Consignes et exercices:
1. D'après l'extrait, devant quel édifice les personnes interrogées vont-elles jouer à Souillac ?
2. Résumez l'extrait en deux phrases.

Extrait étudié:
((

A Souillac, vous allez
jouer devant l’abbaye… Quelle est l’influence du cadre dans lequel vous jouez
sur votre musique, sur vos improvisations?
E: encore une question d’influence!
R: nous devons répondre au son, à
l’espace, comme nous nous sentons d’être là. Mais c’est spécialement le son. La
façon dont le lieu sonne a une énorme influence sur comment nous nous sentons.
Je ne pense qu’on puisse quantifier, ni que nous changions tant que ça mais il
faut répondre au son.
Et sachant cela, il
vous arrive de demander à l’avance à quoi ressemble le lieu dans lequel vous
allez jouer?
E: nous jouons beaucoup. Nous ne
savons rien sur l’endroit où aura lieu concert jusqu’à ce que nous soyons sur
place. Mais il y a des conditions techniques pour chaque performance. La
plupart des endroits dans lesquels nous jouons sont des salles de concert où il
y a une batterie, une basse et un piano donc ce n’est pas une nouvelle
expérience pour aucun d’entre nous.
E: Depuis combien de temps y a-t-il
un festival là?
Au moins 36 ou 37 ans.

))

Données fournies:
((

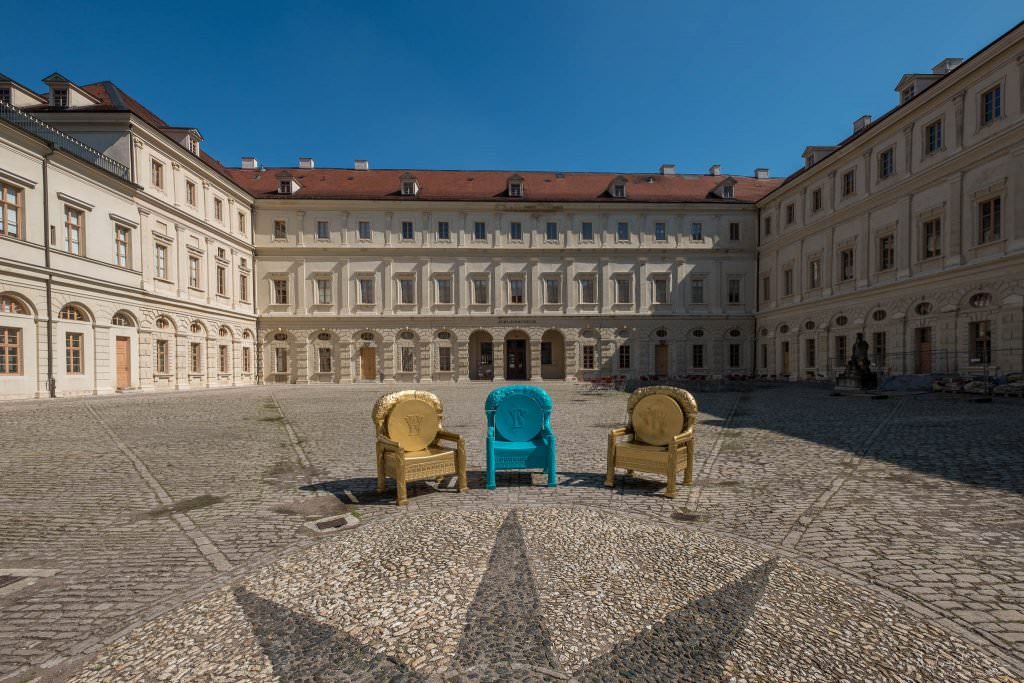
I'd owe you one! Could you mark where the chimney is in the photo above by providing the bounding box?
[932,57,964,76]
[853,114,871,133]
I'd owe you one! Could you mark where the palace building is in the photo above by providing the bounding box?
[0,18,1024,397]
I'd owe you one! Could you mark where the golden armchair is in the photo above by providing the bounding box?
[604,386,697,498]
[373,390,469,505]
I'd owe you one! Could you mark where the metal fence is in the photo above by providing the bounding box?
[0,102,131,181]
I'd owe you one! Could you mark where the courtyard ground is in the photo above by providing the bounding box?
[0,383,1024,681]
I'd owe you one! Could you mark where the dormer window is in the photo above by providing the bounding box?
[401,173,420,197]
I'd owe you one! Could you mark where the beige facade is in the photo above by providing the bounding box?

))
((

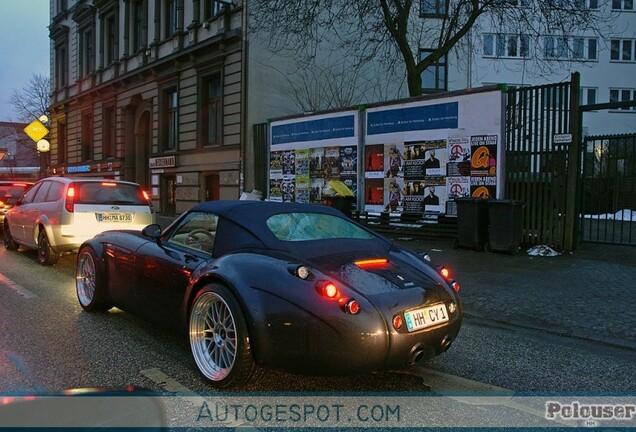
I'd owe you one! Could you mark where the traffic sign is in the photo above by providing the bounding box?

))

Corrigé des exercices:
1. Devant l'abbaye.

2. Les personnes interrogées expliquent qu'elles doivent répondre au son du lieu où elles jouent, car la façon dont il sonne influence énormément ce qu'elles ressentent. Elles ne savent rien de l'endroit avant d'y arriver, mais la plupart des salles de concert disposent d'une batterie, d'une basse et d'un piano, ce qui n'est une expérience nouvelle pour aucune d'entre elles.